Recorded data:
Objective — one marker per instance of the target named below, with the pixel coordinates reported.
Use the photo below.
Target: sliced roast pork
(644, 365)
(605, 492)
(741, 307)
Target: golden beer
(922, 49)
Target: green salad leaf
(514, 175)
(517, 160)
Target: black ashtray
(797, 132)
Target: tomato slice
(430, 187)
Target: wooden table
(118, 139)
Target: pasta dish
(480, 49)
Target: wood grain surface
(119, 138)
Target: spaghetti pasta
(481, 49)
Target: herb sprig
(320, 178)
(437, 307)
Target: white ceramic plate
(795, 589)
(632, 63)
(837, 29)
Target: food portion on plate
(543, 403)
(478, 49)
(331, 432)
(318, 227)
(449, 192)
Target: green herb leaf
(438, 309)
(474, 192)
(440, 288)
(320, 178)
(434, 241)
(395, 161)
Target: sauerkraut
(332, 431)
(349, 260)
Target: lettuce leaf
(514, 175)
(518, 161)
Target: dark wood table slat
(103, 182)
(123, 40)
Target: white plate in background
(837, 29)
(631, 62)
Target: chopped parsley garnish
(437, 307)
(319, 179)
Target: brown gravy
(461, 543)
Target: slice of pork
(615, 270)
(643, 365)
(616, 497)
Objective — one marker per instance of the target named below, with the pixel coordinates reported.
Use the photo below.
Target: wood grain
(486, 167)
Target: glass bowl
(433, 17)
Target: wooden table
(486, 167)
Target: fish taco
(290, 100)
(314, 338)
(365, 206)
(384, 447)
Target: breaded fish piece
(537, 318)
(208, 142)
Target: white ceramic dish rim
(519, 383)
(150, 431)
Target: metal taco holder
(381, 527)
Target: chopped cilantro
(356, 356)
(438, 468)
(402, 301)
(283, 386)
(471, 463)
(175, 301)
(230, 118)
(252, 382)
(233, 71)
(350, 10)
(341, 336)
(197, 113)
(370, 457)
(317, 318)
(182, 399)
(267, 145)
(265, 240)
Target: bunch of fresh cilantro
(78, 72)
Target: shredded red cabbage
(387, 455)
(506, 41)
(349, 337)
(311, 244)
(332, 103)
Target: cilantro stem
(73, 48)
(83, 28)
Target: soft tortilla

Problem description:
An exact copy of all the records is what is needed here.

Response area:
Objective — one marker per instance of the target named below, with the pixel coordinates reported.
Use the photo below.
Target: sliced roast pork
(644, 365)
(605, 492)
(741, 307)
Target: golden beer
(922, 49)
Target: green salad leaf
(514, 175)
(517, 160)
Target: black ashtray
(797, 132)
Target: tomato slice
(430, 187)
Target: wooden table
(118, 139)
Target: pasta dish
(480, 49)
Target: wood grain surface
(119, 138)
Target: spaghetti pasta
(481, 49)
Target: herb sprig
(320, 178)
(437, 307)
Target: white ceramic plate
(795, 589)
(632, 63)
(837, 29)
Target: food portion on plate
(543, 403)
(478, 49)
(331, 432)
(318, 227)
(449, 192)
Target: green herb leaf
(438, 309)
(474, 192)
(440, 288)
(320, 178)
(434, 241)
(395, 161)
Target: sauerkraut
(332, 431)
(349, 260)
Target: lettuce leaf
(514, 175)
(518, 161)
Target: dark wood table slat
(103, 182)
(123, 40)
Target: white plate in background
(837, 29)
(631, 62)
Target: chopped parsley garnish
(437, 307)
(319, 179)
Target: brown gravy
(461, 543)
Target: slice of pork
(615, 270)
(643, 365)
(616, 497)
Objective — one marker per instance of the target named below, with the pixel coordinates reported.
Use the photo below.
Target: wood grain
(486, 167)
Target: glass bowl
(433, 17)
Target: wooden table
(486, 167)
Target: fish taco
(290, 100)
(314, 338)
(365, 206)
(384, 447)
Target: breaded fish piece
(537, 318)
(208, 142)
Target: white ceramic dish rim
(519, 383)
(150, 431)
Target: metal taco holder
(381, 527)
Target: chopped cilantro
(356, 356)
(438, 468)
(402, 301)
(283, 386)
(471, 463)
(175, 301)
(230, 118)
(252, 382)
(233, 71)
(350, 10)
(341, 336)
(197, 113)
(370, 457)
(317, 318)
(182, 399)
(267, 145)
(265, 240)
Target: bunch of fresh cilantro
(78, 72)
Target: shredded red cabbage
(387, 455)
(506, 41)
(349, 337)
(311, 244)
(332, 103)
Target: cilantro stem
(73, 48)
(83, 28)
Target: soft tortilla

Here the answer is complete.